--- Text shown ---

BRUNSWICK COUNTY — Brunswick County resident Steve Hosmer is seeking to be elected for a first term on Brunswick Regional Water and Sewer H2GO.
Author’s note: Port City Daily’s candidate interviews are largely unedited. Edits have only been made to correct spelling or grammatical errors. Candidates were not given word or character limits to answer each question. Questions were delivered to candidates prior to the moratorium being lifted on September 27.
Steve Hosmer provided a second page of responses to supplement his questionnaire. Those additional responses appear at the end of this article.
What is your campaign platform?
- Absolutely complete the reverse osmosis plant in the shortest time possible.
- Provide the customers with the cheapest, cleanest, safest water (aquifer water) in the shortest time possible.
- Maintain, grow and defend the integrity and the viability of H2GO as a stand-alone sanitary district.
- Resist inappropriate attempts by other political entities to interfere with or compromise the operations or the growth of H2GO.
What makes you qualified to serve as commissioner of a water and sewer utility?
- I have spent 2 years studying H2GO, attending every Board meeting but one
- I have researched and written over 150 Public Comments.
- Those public comments explained to the current Board everything they should be acting on including reviews of the river contamination and what the best interests of the customers are (the aquifer water -reverse osmosis solution – cheapest, cleanest healthiest).
- Those public comments examined issues and recommended solutions such as expanding the wastewater treatment plant during the time that H2GO had a legal window of opportunity to do so while the county was under moratorium. The Board failed to even consider the idea and now that window of opportunity has closed.
- In December of 2018, I conceived and wrote a proposed settlement agreement which the Board refused to consider. However, this same proposed agreement turned out to be the model for Belville’s proposed settlement agreement the following spring and the core of the currently in-play inter-local agreement proposed by Leland.

--- Information given ---
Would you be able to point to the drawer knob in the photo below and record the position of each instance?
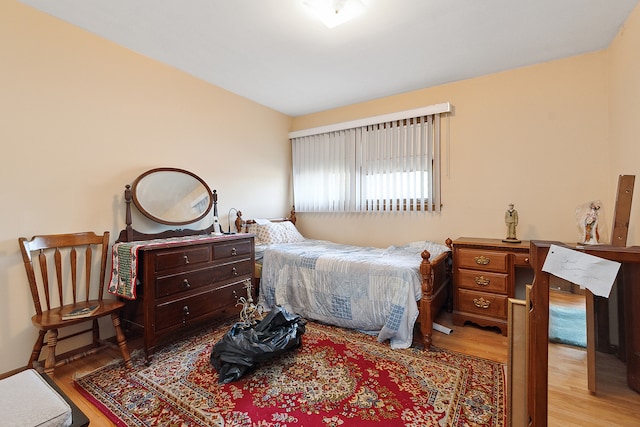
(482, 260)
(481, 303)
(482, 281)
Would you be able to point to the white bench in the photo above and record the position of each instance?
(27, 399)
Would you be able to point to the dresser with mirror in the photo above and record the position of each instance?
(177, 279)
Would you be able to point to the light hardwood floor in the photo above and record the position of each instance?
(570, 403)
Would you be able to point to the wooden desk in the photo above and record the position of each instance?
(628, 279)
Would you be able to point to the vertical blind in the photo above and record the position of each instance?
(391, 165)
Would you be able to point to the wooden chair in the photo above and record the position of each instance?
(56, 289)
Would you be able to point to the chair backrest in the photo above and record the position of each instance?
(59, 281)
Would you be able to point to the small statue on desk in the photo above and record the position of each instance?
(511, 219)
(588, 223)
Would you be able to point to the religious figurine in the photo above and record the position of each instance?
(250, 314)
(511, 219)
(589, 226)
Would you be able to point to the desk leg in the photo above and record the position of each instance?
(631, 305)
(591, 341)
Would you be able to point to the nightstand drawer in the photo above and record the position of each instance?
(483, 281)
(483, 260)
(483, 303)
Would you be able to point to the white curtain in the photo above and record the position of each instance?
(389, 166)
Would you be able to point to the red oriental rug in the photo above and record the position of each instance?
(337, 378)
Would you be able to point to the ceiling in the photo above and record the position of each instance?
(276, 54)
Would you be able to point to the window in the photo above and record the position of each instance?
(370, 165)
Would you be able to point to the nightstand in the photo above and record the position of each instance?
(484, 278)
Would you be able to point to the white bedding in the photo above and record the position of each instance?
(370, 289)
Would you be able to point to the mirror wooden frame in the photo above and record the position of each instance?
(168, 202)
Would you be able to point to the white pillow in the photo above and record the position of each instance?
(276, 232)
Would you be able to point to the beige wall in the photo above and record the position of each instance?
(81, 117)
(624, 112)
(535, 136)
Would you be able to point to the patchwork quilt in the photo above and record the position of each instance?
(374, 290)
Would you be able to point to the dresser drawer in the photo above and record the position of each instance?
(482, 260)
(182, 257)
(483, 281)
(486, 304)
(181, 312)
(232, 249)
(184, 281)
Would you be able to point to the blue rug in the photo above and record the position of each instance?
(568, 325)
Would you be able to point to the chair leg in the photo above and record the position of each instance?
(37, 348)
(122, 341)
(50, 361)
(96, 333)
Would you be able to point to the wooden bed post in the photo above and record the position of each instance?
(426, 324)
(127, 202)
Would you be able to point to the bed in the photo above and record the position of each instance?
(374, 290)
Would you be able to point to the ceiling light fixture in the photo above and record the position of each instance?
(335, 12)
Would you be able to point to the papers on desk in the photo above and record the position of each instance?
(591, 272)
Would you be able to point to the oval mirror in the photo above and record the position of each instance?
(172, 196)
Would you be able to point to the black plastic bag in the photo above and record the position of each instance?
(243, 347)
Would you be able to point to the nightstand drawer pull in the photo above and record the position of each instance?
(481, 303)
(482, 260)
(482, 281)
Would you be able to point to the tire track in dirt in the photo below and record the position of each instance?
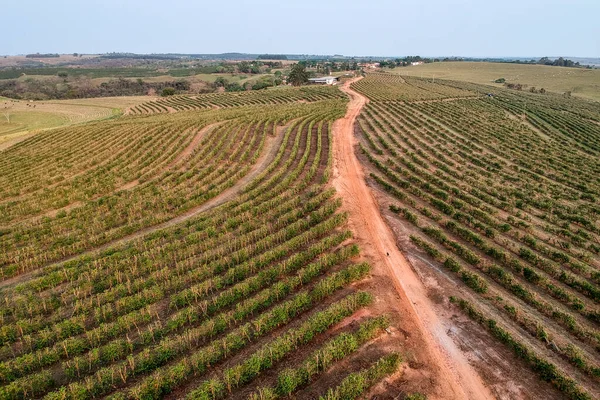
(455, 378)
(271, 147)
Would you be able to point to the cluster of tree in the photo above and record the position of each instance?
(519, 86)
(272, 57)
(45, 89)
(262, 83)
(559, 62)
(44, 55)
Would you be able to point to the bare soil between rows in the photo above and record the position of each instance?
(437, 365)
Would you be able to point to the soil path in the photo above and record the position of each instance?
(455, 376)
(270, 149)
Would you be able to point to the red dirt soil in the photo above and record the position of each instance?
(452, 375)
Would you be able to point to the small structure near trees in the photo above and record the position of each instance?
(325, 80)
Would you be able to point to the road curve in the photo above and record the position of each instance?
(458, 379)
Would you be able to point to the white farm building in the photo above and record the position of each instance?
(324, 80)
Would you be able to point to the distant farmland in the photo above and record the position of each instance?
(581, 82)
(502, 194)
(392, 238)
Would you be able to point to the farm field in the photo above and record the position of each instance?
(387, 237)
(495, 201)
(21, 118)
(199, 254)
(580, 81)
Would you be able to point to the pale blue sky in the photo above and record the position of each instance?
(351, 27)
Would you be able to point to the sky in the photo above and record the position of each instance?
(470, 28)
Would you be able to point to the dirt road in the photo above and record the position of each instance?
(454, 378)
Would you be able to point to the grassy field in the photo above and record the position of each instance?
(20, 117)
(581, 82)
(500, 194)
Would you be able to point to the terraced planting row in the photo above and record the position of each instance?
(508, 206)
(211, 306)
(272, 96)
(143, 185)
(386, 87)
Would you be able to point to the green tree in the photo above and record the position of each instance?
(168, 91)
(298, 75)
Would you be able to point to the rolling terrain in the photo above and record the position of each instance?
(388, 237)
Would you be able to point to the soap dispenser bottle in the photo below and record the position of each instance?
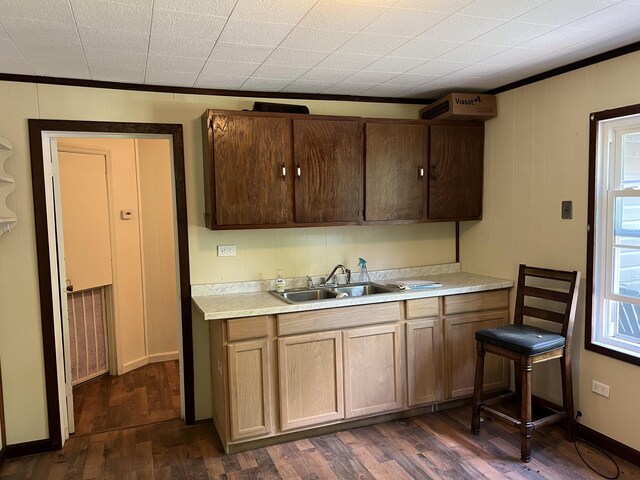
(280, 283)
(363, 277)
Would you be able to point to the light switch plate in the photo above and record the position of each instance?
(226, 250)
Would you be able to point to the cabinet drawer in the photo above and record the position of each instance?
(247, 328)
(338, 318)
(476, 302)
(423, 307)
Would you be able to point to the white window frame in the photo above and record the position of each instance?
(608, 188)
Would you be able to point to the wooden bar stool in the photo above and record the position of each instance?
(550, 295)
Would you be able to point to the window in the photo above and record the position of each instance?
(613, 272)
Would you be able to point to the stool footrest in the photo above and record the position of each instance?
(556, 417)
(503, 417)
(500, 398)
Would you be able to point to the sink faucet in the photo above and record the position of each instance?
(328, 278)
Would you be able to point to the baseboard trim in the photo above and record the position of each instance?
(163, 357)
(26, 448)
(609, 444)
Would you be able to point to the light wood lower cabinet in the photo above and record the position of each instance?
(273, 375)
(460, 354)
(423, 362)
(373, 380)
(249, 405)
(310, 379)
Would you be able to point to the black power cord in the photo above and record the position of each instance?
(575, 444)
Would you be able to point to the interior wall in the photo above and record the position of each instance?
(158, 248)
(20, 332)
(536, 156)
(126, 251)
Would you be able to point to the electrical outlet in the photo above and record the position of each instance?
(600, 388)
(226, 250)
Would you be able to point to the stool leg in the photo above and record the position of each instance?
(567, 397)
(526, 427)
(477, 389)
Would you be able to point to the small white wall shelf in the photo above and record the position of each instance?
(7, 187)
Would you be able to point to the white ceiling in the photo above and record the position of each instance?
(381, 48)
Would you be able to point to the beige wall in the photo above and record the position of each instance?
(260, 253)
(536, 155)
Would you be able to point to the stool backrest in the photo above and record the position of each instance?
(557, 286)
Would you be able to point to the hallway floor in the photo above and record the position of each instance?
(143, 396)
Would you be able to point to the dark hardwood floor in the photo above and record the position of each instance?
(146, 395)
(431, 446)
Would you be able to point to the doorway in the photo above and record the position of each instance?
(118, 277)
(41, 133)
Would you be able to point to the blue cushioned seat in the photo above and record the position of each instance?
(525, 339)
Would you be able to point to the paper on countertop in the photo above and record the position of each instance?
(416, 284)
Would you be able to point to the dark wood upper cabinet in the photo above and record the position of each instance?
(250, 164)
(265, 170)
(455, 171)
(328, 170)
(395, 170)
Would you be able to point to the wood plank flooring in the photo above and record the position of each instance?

--- Request A ---
Copy the passage of the H2GO candidate interview from "Steve Hosmer provided" to "your campaign platform?".
--- Request B ---
According to the H2GO candidate interview, in what month and year did Hosmer write a proposed settlement agreement?
--- Request C ---
Based on the H2GO candidate interview, does each statement agree with the text? (i) Hosmer attended every H2GO Board meeting during his two years of study. (ii) Candidates had no word or character limits for their answers. (iii) The Board considered the idea of expanding the wastewater treatment plant.

--- Full output A ---
Steve Hosmer provided a second page of responses to supplement his questionnaire. Those additional responses appear at the end of this article.
What is your campaign platform?

--- Full output B ---
December 2018.

--- Full output C ---
(i) No: "attending every Board meeting but one"
(ii) Yes: "Candidates were not given word or character limits to answer each question."
(iii) No: "The Board failed to even consider the idea"